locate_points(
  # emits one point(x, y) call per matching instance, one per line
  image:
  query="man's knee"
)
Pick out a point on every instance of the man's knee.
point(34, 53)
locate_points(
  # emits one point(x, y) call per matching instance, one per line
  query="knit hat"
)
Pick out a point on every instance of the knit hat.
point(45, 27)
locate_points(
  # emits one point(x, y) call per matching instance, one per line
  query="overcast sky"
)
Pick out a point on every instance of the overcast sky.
————
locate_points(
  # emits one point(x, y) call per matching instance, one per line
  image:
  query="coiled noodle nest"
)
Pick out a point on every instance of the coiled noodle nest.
————
_Exercise description_
Each line that includes the string "overcast" should be copied from the data.

_Expected answer_
  query="overcast sky"
Pick out a point on every instance of the overcast sky.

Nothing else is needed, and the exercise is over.